Then it was one heck of a performance by Bronson Arroyo, who held the most potent offensive team in the majors, the Texas Rangers, to three hits over eight innings in a 7 to 0 win on July 9th. He had plenty of offensive support from Damon, who went 4 for 5 with a pair of solo home runs.

On July 10th, the Sox banged out a season-high 21 hits and steamrolled the Rangers, 14 to 6. Manny (4 for 5) paced the Sox by slugging a pair of two-run homers and an RBI single on his way to the All-Star Game. But he had plenty of help, particularly from Nomar (4 for 5 with a two-run homer and RBI double) and Damon, who singled to start three rallies and scored three times. Mark Bellhorn also went 4 for 5 with a two-run homer and an RBI double, while Jason Varitek chipped in a two-run homer of his own. The Sox entered the All Star break in 2nd place, 7 games behind the Yankees.

 

GAME LOG
  RECORD PLACE GB/GF OPPONENT SCORE  PITCHER W/L
07/06/2004 44-37 2nd -7  Oakland Athletics W 11-0 Tim Wakefield 5-5
07/07/2004 45-37 2nd -6  Oakland Athletics W 11-3 Pedro Martinez 9-3
07/08/2004 46-37 2nd -6  Oakland Athletics W 8-7 Curt Leskanic 1-4
07/09/2004 47-37 2nd -6  Texas Rangers W 7-0 Bronson Arroyo 3-7
07/10/2004 48-37 2nd -6  Texas Rangers W 14-6 Derek Lowe 7-8
07/11/2004 48-38 2nd -7  Texas Rangers L 6-5 Keith Foulke 2-2
 

In the All Star Game Manny Ramirez and David Ortiz  become the first Sox teammates to hit home runs in an All-Star Game, won by the American League for the seventh straight time, 9 to 4. Manny hit the first home run off Roger Clemens, a two-run drive into the left-field seats. Ortiz, who was eliminated in the first round of the Home Run Derby, entered the game as a pinch hitter for Manny. He remained in the game and drove a 423-foot home run into the second deck with a man aboard in the sixth.

DATA ROWS |

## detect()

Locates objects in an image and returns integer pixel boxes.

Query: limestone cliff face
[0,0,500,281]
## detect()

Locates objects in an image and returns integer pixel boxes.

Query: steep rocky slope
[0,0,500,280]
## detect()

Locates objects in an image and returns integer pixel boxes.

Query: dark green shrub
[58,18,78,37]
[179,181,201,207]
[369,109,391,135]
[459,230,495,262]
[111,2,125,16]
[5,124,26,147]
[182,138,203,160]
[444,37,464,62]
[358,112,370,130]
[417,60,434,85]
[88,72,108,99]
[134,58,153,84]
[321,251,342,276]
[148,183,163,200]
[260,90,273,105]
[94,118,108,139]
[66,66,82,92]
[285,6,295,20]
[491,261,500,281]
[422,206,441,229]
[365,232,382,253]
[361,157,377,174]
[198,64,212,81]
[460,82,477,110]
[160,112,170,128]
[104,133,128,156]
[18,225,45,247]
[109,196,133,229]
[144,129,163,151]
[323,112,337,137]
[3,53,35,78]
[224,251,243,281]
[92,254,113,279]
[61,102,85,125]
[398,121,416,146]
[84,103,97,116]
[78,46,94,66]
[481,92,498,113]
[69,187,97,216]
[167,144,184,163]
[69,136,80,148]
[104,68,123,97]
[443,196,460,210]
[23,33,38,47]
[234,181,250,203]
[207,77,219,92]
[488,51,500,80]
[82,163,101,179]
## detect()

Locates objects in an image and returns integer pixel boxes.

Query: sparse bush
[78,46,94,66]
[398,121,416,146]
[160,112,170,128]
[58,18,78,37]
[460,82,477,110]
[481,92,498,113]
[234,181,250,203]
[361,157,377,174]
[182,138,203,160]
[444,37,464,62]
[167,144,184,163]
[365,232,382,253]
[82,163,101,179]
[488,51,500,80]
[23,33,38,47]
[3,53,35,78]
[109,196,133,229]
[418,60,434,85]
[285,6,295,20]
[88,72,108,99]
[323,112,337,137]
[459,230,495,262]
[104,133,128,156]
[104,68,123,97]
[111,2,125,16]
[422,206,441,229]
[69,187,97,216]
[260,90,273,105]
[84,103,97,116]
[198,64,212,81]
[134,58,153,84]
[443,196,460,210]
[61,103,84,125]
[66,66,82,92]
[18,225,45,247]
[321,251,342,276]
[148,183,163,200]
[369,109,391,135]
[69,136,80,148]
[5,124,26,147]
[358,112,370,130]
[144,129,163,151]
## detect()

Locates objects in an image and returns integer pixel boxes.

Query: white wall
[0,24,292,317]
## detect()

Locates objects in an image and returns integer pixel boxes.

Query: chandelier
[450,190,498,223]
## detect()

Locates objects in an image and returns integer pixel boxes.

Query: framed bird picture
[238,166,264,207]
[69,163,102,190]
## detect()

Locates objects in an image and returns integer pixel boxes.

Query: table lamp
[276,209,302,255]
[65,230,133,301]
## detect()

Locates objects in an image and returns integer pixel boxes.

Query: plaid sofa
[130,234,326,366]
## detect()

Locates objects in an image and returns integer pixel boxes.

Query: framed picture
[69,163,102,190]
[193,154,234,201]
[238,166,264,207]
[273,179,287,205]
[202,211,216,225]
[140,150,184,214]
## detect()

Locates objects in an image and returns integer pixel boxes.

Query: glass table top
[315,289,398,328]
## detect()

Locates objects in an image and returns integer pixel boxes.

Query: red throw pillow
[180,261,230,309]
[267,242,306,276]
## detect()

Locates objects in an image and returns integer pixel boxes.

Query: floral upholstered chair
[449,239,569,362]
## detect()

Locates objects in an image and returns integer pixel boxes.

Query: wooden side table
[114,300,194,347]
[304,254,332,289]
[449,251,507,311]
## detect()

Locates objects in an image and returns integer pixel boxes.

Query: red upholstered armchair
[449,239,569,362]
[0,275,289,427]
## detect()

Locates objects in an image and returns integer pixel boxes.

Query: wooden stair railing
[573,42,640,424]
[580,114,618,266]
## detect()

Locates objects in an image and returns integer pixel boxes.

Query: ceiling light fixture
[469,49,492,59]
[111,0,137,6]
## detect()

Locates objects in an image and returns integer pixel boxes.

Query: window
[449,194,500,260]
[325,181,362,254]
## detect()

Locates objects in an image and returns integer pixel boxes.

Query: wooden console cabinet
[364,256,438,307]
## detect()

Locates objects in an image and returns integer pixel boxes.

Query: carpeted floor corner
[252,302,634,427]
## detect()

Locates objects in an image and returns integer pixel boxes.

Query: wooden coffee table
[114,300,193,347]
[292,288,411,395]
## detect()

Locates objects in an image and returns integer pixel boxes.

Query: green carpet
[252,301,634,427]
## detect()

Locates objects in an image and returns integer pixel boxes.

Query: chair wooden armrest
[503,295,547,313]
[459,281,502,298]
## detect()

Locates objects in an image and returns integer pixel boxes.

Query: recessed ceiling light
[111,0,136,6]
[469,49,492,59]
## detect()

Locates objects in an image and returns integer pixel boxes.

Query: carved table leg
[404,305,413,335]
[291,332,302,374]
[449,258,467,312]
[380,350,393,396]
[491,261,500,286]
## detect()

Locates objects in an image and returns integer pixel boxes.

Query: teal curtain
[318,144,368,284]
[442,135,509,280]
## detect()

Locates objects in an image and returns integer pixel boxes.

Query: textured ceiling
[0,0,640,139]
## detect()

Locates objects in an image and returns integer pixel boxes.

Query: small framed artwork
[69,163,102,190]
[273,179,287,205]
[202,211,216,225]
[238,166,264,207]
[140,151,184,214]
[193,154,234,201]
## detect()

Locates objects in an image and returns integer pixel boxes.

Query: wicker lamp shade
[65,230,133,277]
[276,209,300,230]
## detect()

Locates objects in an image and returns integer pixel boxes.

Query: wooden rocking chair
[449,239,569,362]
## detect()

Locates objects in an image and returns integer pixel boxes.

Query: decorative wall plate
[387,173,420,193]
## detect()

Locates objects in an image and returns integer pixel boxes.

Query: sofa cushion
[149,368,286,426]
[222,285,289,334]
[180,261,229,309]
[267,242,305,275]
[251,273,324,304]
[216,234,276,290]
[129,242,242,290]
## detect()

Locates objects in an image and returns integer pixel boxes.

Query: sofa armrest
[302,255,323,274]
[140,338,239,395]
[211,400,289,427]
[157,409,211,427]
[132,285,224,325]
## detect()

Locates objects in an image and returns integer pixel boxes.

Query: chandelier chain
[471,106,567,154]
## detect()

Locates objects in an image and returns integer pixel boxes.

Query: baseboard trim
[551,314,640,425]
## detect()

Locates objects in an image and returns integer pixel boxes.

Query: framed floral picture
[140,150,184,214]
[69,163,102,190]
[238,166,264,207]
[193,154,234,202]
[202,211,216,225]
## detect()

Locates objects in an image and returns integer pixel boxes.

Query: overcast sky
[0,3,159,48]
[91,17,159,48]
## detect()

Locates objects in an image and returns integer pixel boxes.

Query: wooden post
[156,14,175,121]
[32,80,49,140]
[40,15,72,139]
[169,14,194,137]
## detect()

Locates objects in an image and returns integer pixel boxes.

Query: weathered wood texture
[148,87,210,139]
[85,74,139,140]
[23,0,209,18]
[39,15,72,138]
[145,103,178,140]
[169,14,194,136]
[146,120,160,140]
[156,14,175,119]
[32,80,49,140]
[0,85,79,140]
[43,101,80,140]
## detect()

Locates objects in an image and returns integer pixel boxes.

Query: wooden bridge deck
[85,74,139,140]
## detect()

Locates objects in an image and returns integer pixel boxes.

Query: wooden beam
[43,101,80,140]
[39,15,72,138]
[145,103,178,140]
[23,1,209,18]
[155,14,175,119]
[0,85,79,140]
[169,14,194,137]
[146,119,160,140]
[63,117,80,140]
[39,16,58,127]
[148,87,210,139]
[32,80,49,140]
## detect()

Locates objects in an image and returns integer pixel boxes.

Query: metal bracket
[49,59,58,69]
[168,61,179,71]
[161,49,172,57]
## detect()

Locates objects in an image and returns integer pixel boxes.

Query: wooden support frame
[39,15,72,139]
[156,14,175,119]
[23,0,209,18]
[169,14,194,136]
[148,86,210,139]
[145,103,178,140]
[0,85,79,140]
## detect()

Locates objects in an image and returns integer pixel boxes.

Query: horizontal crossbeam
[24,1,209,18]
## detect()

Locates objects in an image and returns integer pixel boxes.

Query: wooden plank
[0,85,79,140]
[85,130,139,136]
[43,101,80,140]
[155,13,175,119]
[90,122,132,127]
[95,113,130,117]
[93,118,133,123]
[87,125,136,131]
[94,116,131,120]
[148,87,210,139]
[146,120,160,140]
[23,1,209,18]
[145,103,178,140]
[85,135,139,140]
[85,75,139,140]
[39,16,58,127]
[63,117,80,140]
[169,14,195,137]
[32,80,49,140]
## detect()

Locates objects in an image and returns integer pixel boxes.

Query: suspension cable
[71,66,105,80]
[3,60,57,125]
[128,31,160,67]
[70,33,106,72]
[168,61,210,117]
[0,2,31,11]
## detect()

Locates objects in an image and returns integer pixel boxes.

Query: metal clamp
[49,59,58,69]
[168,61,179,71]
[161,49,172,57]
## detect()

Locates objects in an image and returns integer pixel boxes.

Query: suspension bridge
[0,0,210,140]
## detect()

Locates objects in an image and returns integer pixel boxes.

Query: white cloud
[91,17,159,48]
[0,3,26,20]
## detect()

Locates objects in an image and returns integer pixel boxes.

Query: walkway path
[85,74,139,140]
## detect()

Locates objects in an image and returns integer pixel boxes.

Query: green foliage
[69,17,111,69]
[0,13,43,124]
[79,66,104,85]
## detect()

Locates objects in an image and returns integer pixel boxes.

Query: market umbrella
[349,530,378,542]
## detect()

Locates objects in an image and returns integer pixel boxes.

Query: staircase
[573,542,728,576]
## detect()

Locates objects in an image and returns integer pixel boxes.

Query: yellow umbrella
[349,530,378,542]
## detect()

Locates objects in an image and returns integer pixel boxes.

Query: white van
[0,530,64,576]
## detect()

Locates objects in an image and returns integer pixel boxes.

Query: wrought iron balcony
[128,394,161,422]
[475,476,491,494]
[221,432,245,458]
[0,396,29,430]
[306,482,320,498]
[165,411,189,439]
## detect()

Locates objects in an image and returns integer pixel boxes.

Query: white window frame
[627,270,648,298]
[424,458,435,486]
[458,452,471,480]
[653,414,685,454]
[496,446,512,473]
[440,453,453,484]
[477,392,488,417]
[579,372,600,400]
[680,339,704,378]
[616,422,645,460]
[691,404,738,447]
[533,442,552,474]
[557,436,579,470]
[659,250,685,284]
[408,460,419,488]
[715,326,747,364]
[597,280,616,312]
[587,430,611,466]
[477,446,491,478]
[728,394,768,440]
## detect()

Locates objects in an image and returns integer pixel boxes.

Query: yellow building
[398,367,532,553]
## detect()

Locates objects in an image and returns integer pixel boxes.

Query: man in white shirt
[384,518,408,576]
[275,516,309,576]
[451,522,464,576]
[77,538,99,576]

WORK INSTRUCTIONS | Repeat everything from "Then it was" down to "solo home runs." in the Red Sox recap above, word for word.

OUTPUT BELOW |
Then it was one heck of a performance by Bronson Arroyo, who held the most potent offensive team in the majors, the Texas Rangers, to three hits over eight innings in a 7 to 0 win on July 9th. He had plenty of offensive support from Damon, who went 4 for 5 with a pair of solo home runs.